*WORK TO DO:*
A. List every target group that the DLA HSS provisioning document names for its readers.
B. Write the next passage of the DLA HSS provisioning document, picking up after its last sentence.

Contents

1   Introduction

This section is an introduction to this document. It contains information about the prerequisites, purpose, scope, and target group for the document. This section also contains explanations of typographic conventions used in this document.

1.1   Purpose and Scope

This document gives, from an Ericsson™ Dynamic Activation (EDA) perspective, a brief introduction to provisioning of EPS and AVG application data in the Data Layered Architecture (DLA) HSS.

1.2   Target Group

The target group for this document is as follows:

• Network Administrator
• System Administrator
• Application Administrator
• Network Supervision Administrator
• Application Designer
• Marketing
• Other

For information about the different target groups, see Library Overview, Reference [1]

1.3   Typographic Conventions

Typographic conventions are described in Library Overview, Reference [1].

2   General

This section contains general information about the EPS application data provisioning in DLA HSS.

2.1   Dynamic Activation - EPS Provisioning

The value of Dynamic Activation, is to simplify the activation flow, by providing one interface upstream towards BSS for provisioning of various numbers of network nodes downstream, see Figure 1.

2.2   DLA HSS Overview

DLA is an architecture that allows separation of application logic and data storage into different nodes. The HSS node is, in a DLA deployment, configured as Front End (FE). The FE contains the application logic and connection to an external Back End Database (BEDB). The BEDB contains the application user data storage (subscriber data) and is accessible from the HSS-FE. In the Ericsson DLA architecture the Centralized User Database (CUDB) is used as BEDB. CUDB provides a common centralized database for multiple application data.

The Dynamic Activation system is in charge of provisioning the CUDB.

The difference between an HSS-FE deployment and a classic HSS deployment is shown in Figure 2. For generic HSS-FE provisioning, see Section 3.

2.3   LTE/SAE Support in HSS

Long Term Evolution (LTE) is a new radio access platform allowing operators to achieve higher data speeds. Evolve the core network to support LTE. This has been specified by 3rd Generation Partnership Project (3GPP) in the (System Architecture Evolution (SAE) technical study for the Evolved Packet Core (EPC). The complete packet system consisting of the LTE and the SAE/EPC is called the Evolved Packet System (EPS).

The EPC is part of the core network and contains nodes such as Mobility Management Entity (MME) and SAE Gateway. These nodes controls the LTE access, routing of data packets and connectivity to external data networks, see Figure 3.

The HSS provides support to the EPC network for controlling the LTE/SAE traffic. The data is provided from the HSS EPC Subscription Management (ESM) module and the Authentication Vector Generator (AVG) function.

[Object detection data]
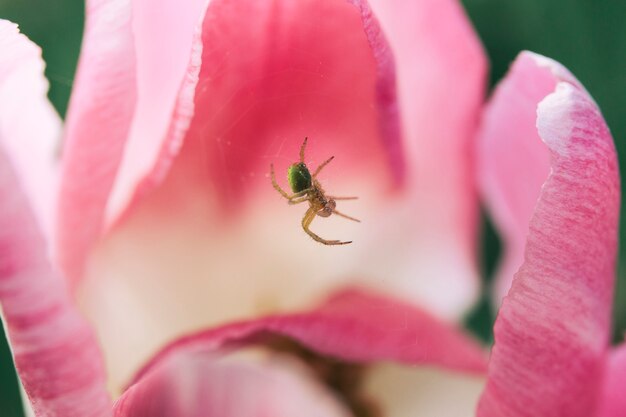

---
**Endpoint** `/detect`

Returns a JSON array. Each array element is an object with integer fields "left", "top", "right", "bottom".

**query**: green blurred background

[{"left": 0, "top": 0, "right": 626, "bottom": 417}]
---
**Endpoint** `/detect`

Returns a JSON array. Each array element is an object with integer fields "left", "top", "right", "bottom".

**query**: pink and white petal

[
  {"left": 360, "top": 0, "right": 487, "bottom": 317},
  {"left": 0, "top": 20, "right": 61, "bottom": 239},
  {"left": 598, "top": 343, "right": 626, "bottom": 417},
  {"left": 0, "top": 143, "right": 111, "bottom": 417},
  {"left": 105, "top": 0, "right": 208, "bottom": 227},
  {"left": 134, "top": 290, "right": 486, "bottom": 388},
  {"left": 477, "top": 52, "right": 582, "bottom": 304},
  {"left": 56, "top": 0, "right": 137, "bottom": 289},
  {"left": 478, "top": 55, "right": 620, "bottom": 417},
  {"left": 80, "top": 0, "right": 482, "bottom": 390},
  {"left": 114, "top": 351, "right": 349, "bottom": 417}
]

*ANSWERS:*
A. Network Administrator, System Administrator, Application Administrator, Network Supervision Administrator, Application Designer, Marketing, Other

B.
The ESM module provides support for subscription handling, authorization, mobility management and more, to the EPC. The AVG function provides authentication support for EPC access.

3   Overview

This chapter gives an introduction to the generic HSS provisioning. For provisioning of EPS and AVG data, see Section 4.

The Ericsson solution for the HSS provisioning in DLA architecture is shown in Figure 4. Dynamic Activation exposes a CAI3G (Customer Administration Interface 3G) interface consumed by BSS (Business Support System) or any other provisioning system for management of subscribers. Dynamic Activation uses the LDAP (Lightweight Directory Access Protocol) interface towards CUDB for provisioning of subscriber data, and SOAP (Simple Object Access Protocol) towards HSS-FE for notification about changes made to a subscriber.

CUDB is the network entity in a layered architecture domain, serving as central storage point for subscriber data, in this context AVG and EPS data.

CUDB is built as an LDAP directory server, containing the needed entries and attributes according to the defined schema for the different services.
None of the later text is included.